Selected excerpt

State v. Northcutt
Decision Date | 28 February 1978 |
Parties | STATE of Tennessee, Appellant, v. John Leburn NORTHCUTT, Appellee. 568 S.W.2d 636 |
Court | Tennessee Court of Criminal Appeals |
Brooks McLemore, Jr., Atty. Gen., Robert A. Grunow, Asst. Atty. Gen., Pat Apel, Asst. Dist. Atty. Gen., Nashville, for appellant.
Vincent E. Wehby, Nashville, for appellee.
This is an appeal by the State from the judgment of the Criminal Court of Davidson County sustaining the defendant-appellee's Motion to Dismiss an indictment for second-degree murder on the grounds that there has been a denial of a speedy trial. The Motion to Dismiss states that the appellee's speedy trial rights under T.C.A. § 40-2102 and his guarantee of a speedy trial by the United States and Tennessee Constitutions have been denied. The judgment of the Criminal Court is reversed.
On 28 February 1976, an affidavit was sworn to and a warrant was issued by the General Sessions Court charging that on that day, the appellee committed second-degree murder. A preliminary hearing was set for 2 March 1976, but continued until 13 April 1976, to enable the State to procure its witnesses. After the preliminary hearing of 13 April 1976, the General Sessions Judge dismissed the warrant for lack of probable cause. No further action was taken in the case until 27 July 1977, when the Grand Jury returned an indictment charging the appellee with second-degree murder. The motion to dismiss was filed 2 September 1977, and, as stated, it was sustained.
It is the contention of the appellee that when T.C.A. § 40-2102 is construed in pari materia with T.C.A. § 40-2001, it must be concluded that he has been denied a statutory right to a speedy trial. T.C.A. § 40-2001 guarantees "in all criminal prosecutions, the accused is entitled to a speedy trial . . ." This code section is derived from Article I, Section 9 of the Tennessee Constitution and gives the appellee no rights that are not already guaranteed to him by the Federal and State Constitution; it does not alter the expressed intent of § 40-2102.
T.C.A. § 40-2102 provides as follows:
(Emphasis added.)

Recorded data
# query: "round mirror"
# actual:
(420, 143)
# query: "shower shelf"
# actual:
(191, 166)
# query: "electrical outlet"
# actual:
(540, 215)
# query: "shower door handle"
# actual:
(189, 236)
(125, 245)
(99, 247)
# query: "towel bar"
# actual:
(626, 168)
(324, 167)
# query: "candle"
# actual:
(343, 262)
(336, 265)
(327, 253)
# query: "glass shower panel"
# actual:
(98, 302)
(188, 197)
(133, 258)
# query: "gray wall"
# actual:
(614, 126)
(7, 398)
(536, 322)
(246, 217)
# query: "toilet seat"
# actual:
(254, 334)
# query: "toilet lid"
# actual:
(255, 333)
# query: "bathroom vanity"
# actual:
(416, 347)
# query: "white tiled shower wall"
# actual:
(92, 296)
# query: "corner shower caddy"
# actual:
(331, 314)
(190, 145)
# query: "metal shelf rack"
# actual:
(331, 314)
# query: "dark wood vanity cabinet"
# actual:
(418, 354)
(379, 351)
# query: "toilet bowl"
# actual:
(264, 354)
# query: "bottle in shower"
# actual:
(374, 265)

What is asked
[A] Answer these questions from the opinion, one line each:
(i) Which court's judgment is the State appealing?
(ii) To what date was the preliminary hearing continued?
(iii) From which article and section of the Tennessee Constitution is T.C.A. § 40-2001 derived?
[B] Reproduce every line of the recorded data entries verbatim, from the first line to the last.
The opinion and the recorded data are independent of each other.

Answers provided
[A]
(i) The Criminal Court of Davidson County
(ii) 13 April 1976
(iii) Article I, Section 9

[B]
# query: "round mirror"
# actual:
(420, 143)
# query: "shower shelf"
# actual:
(191, 166)
# query: "electrical outlet"
# actual:
(540, 215)
# query: "shower door handle"
# actual:
(189, 236)
(125, 245)
(99, 247)
# query: "towel bar"
# actual:
(626, 168)
(324, 167)
# query: "candle"
# actual:
(343, 262)
(336, 265)
(327, 253)
# query: "glass shower panel"
# actual:
(98, 302)
(188, 197)
(133, 258)
# query: "gray wall"
# actual:
(614, 126)
(7, 398)
(536, 322)
(246, 217)
# query: "toilet seat"
# actual:
(254, 334)
# query: "toilet lid"
# actual:
(255, 333)
# query: "bathroom vanity"
# actual:
(416, 347)
# query: "white tiled shower wall"
# actual:
(92, 296)
# query: "corner shower caddy"
# actual:
(331, 314)
(190, 145)
# query: "metal shelf rack"
# actual:
(331, 314)
# query: "dark wood vanity cabinet"
# actual:
(418, 354)
(379, 351)
# query: "toilet bowl"
# actual:
(264, 354)
# query: "bottle in shower"
# actual:
(374, 265)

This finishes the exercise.